YOUR TASK >>
Answer these questions from the article on the Moderna vaccine below.
1. How many doses of the Moderna vaccine has the UK pre-ordered?
2. What efficacy did the vaccine show at preventing COVID-19 illness?
3. Which agency is carrying out a "rolling review" of the candidate vaccine?

EXTRACT PROVIDED section start

The latest news about the Moderna vaccine
Occupational Health Assessment has been tracking and reporting on COVID-19 vaccinations for many months. The mRNA-1273 “Moderna” vaccine was a promising candidate and has shown positive results in every stage of testing. We first reported on its potential in October 2020.
Although the Moderna vaccine is very similar to the “Pfizer/BioNtech” vaccine, it is much easier to store and transport. It does not need to be stored at -75°c. The UK has pre-ordered 8 million doses.
In trial data just published in the New England Journal of Medicine, the full results of the Moderna vaccine’s safety and effectiveness are available for scrutiny.
The vaccine showed a remarkable 94.1% efficacy at preventing COVID-19 illness, including severe disease. It was effective amongst younger adults and the elderly. Apart from minor and transient issues (such as minor pain at the injection site) no safety concerns were identified.
The candidate vaccine is undergoing a “rolling review” programme by the European Medicines Agency. Based on the results just published, approval from the Medicines and Healthcare Regulatory Agency (MHRA) for its use in the UK is also anticipated in the near future.
What’s the problem?
Many concerns have been reported across mainstream and social media that mRNA vaccines are unproven. It is true that there have been few long-term studies into mRNA vaccines, because the approach to making them is new.
However, robust and large scale trials have shown they compare very favourably with ‘traditional’ vaccines. Whilst we do not know the long-term effects of mRNA vaccines, we do know that COVID is killing thousands of people every day. We also know that life will not return to ‘normal’ without mass vaccination.

EXTRACT PROVIDED section end
RECORDED DATA section start

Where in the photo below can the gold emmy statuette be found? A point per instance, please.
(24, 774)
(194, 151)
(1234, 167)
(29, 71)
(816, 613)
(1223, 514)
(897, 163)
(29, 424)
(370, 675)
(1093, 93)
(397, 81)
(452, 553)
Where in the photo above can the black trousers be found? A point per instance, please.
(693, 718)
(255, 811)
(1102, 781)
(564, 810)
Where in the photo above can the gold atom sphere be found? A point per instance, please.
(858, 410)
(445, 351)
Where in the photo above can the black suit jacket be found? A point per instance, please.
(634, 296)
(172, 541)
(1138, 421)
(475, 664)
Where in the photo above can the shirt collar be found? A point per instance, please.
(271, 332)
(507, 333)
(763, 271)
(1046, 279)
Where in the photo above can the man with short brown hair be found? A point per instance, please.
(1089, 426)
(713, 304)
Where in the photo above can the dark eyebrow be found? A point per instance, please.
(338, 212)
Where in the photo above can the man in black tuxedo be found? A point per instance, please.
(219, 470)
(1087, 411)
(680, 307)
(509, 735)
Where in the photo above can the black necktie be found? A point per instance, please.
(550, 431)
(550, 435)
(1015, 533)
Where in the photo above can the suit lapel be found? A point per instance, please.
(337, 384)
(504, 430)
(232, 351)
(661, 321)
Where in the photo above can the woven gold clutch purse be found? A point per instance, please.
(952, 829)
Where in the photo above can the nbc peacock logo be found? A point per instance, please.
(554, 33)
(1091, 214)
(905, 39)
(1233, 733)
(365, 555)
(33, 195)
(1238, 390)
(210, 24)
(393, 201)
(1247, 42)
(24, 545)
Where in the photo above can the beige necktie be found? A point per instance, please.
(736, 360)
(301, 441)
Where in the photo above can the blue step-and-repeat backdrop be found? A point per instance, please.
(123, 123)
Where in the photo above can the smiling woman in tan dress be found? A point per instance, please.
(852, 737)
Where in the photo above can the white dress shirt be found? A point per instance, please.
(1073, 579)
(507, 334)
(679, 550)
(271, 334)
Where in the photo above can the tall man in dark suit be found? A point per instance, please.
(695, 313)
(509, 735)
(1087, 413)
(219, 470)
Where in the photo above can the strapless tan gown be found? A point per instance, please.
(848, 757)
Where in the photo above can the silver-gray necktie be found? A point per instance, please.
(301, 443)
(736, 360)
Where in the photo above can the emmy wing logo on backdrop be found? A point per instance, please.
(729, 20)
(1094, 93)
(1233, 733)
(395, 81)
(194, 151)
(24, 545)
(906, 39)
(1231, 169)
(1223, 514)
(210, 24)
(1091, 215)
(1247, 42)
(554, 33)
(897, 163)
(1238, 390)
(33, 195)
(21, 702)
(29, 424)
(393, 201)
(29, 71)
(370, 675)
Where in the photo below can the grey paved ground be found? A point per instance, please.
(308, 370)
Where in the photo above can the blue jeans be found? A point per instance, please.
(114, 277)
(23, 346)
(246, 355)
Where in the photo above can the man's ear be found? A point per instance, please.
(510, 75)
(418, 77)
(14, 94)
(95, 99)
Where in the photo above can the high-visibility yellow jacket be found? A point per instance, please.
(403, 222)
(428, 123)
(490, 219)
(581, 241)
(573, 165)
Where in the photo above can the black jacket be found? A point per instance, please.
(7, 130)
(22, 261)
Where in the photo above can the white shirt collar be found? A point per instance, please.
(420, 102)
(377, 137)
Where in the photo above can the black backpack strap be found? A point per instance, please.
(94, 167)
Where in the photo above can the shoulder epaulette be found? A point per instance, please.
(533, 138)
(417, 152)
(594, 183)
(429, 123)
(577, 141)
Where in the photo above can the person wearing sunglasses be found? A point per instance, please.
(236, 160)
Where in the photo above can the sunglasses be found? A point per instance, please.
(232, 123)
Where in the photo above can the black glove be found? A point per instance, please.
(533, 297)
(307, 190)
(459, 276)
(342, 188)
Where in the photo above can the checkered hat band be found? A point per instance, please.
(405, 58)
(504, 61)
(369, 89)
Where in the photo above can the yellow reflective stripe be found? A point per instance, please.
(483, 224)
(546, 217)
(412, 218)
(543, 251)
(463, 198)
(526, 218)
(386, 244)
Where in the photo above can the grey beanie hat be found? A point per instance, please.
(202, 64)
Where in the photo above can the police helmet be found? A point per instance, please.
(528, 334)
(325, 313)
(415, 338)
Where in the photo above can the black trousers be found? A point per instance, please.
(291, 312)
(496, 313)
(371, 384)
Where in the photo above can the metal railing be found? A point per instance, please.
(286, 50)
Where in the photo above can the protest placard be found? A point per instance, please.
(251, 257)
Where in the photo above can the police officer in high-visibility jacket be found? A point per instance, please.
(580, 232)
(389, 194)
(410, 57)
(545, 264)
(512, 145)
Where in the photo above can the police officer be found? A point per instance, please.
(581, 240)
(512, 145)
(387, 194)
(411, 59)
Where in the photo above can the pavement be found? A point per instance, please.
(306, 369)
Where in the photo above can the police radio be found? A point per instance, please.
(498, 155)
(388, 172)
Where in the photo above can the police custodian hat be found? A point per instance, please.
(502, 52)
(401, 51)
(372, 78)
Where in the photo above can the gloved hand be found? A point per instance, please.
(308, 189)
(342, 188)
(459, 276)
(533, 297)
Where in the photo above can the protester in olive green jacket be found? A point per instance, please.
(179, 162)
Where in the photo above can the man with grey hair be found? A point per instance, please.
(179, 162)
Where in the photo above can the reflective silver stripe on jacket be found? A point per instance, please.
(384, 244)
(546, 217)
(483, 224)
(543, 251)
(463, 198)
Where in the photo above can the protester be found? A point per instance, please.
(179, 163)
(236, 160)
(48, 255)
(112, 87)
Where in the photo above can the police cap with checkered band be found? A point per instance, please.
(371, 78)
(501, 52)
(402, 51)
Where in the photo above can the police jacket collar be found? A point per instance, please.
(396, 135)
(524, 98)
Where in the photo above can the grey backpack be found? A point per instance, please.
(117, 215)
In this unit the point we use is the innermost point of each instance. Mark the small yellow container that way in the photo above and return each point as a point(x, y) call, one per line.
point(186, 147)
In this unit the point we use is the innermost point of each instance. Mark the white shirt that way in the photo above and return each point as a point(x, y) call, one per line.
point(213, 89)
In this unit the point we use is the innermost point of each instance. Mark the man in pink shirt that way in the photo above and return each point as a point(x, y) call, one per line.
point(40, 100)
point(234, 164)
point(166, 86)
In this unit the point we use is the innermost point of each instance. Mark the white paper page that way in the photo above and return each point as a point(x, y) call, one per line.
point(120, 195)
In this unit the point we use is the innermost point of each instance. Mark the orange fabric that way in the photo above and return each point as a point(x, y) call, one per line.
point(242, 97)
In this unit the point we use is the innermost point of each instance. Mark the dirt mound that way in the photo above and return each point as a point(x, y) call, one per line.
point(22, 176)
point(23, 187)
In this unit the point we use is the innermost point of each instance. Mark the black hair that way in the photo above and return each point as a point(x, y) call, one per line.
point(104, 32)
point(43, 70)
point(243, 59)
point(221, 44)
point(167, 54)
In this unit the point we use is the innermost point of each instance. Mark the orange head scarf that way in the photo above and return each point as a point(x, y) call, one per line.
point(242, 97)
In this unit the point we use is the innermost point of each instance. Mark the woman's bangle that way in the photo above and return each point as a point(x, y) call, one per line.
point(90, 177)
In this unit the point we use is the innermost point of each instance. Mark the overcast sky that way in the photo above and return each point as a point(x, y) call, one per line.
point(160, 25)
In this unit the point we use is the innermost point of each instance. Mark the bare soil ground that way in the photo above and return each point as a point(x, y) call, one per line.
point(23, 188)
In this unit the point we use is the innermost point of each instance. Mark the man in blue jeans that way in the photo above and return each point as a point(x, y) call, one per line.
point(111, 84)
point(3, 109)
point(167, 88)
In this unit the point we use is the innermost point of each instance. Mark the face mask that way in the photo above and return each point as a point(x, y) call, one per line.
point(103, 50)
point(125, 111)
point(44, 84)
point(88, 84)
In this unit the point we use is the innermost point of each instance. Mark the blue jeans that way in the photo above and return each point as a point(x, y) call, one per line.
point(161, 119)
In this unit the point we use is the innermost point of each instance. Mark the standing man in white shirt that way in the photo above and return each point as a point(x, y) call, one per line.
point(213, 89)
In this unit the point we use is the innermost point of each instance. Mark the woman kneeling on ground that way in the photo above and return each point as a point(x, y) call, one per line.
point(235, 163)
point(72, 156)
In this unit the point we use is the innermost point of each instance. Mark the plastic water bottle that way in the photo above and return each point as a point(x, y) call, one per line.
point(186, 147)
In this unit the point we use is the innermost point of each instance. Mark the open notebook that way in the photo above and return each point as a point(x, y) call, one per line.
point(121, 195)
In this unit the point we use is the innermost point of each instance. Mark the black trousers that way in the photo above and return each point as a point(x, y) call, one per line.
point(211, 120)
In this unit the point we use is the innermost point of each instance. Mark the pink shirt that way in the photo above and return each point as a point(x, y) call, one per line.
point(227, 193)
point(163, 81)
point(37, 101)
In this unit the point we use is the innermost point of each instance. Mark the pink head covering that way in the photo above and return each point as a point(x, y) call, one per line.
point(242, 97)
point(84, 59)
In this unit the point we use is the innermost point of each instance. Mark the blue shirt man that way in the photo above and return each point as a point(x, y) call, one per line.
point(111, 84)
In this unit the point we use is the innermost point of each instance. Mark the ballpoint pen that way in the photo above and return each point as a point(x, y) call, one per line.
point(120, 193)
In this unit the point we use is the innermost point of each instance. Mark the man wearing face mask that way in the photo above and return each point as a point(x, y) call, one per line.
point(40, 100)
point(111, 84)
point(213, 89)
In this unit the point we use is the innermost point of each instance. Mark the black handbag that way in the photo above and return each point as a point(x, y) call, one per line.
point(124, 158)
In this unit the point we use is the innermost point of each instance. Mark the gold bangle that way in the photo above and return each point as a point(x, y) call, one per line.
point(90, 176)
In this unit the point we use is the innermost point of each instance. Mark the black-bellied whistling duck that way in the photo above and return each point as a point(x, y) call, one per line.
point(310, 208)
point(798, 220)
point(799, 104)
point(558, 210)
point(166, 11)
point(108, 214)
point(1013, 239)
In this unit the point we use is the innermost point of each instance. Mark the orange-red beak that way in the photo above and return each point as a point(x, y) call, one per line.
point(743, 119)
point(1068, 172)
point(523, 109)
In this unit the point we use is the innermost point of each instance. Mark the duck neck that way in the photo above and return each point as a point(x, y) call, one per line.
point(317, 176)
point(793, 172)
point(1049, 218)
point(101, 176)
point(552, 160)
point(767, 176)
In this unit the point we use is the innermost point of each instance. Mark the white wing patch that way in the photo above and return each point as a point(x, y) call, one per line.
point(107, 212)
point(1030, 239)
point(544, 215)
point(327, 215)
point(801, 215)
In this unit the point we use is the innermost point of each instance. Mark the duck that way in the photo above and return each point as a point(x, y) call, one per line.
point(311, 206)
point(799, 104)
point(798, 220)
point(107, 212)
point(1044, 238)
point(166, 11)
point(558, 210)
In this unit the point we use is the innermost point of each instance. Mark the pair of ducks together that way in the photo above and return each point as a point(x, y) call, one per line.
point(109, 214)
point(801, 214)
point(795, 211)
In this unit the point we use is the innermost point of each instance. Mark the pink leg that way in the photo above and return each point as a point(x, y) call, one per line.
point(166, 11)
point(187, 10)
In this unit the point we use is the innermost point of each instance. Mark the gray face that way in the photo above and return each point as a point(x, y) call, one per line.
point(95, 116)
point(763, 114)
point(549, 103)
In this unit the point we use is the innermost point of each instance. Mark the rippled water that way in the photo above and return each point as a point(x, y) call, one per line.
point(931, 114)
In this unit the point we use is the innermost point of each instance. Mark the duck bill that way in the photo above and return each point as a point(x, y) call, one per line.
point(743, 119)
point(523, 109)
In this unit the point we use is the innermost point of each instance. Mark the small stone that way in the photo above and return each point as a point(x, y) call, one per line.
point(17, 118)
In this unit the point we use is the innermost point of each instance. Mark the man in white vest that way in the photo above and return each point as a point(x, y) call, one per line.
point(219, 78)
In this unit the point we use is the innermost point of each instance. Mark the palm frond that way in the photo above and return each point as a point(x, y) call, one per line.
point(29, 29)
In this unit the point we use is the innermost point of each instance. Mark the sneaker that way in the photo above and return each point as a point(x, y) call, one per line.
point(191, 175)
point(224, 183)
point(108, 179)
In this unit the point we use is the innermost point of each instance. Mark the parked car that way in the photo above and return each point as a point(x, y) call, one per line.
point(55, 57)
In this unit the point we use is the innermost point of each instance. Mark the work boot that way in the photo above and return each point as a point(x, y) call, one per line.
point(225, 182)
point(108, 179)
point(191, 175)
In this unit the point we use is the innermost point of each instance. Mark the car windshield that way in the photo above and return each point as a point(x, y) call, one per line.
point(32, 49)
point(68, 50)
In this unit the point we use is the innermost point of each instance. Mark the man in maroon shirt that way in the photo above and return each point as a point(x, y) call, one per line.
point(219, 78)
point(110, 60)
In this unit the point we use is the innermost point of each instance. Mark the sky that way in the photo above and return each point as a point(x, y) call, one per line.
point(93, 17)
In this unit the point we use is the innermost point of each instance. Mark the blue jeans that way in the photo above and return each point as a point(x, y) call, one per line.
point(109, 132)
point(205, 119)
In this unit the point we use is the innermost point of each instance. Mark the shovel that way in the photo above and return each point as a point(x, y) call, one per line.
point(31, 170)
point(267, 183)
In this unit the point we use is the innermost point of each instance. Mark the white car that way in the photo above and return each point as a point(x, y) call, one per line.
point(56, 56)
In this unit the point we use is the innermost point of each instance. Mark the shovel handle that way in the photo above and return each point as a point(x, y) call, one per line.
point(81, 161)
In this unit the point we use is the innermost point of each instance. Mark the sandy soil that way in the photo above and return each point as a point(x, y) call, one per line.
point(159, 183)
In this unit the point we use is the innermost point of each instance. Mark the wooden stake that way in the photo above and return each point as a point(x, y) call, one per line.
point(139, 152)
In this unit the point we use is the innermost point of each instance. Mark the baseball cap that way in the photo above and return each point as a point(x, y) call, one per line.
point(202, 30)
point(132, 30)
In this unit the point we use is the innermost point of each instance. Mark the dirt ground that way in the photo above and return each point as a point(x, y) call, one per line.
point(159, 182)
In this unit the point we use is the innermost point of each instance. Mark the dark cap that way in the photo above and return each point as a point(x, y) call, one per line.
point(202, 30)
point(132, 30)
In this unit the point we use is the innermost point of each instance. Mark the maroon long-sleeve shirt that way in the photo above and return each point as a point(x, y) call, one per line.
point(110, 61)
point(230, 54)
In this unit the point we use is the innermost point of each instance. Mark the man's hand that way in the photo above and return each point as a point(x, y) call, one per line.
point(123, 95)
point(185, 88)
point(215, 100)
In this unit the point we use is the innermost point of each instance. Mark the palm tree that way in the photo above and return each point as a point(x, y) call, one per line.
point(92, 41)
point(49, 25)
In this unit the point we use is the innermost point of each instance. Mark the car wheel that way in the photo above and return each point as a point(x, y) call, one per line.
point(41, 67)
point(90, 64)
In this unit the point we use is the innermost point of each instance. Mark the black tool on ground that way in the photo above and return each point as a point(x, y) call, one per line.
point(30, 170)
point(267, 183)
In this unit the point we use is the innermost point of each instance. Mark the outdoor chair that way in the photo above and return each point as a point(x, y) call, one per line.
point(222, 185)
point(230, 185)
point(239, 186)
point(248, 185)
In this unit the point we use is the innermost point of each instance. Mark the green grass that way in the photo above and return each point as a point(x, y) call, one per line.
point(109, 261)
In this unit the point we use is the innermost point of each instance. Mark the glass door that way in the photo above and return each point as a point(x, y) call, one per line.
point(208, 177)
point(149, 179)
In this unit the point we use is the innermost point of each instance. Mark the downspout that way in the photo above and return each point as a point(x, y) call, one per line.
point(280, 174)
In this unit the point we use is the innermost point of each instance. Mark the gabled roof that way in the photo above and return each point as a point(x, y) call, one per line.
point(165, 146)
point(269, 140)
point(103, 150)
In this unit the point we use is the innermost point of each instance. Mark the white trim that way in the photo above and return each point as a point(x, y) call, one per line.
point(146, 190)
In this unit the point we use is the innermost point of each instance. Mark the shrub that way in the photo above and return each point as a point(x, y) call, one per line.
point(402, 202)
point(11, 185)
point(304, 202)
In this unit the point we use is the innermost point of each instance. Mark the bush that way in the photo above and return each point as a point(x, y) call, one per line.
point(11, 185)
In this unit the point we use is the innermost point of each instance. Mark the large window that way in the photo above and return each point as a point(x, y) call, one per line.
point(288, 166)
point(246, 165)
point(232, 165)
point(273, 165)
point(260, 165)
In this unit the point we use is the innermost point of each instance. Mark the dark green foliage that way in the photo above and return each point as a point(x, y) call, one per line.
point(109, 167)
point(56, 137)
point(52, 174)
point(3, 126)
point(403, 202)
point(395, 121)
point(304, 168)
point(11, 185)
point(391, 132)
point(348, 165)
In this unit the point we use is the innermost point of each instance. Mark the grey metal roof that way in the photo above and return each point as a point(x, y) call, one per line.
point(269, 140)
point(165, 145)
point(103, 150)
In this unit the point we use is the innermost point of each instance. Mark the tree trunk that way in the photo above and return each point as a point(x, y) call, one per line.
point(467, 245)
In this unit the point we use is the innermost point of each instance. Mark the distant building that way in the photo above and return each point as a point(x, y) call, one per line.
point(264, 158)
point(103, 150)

RECORDED DATA section end

WRITTEN REPLY >>
1. 8 million doses
2. 94.1%
3. The European Medicines Agency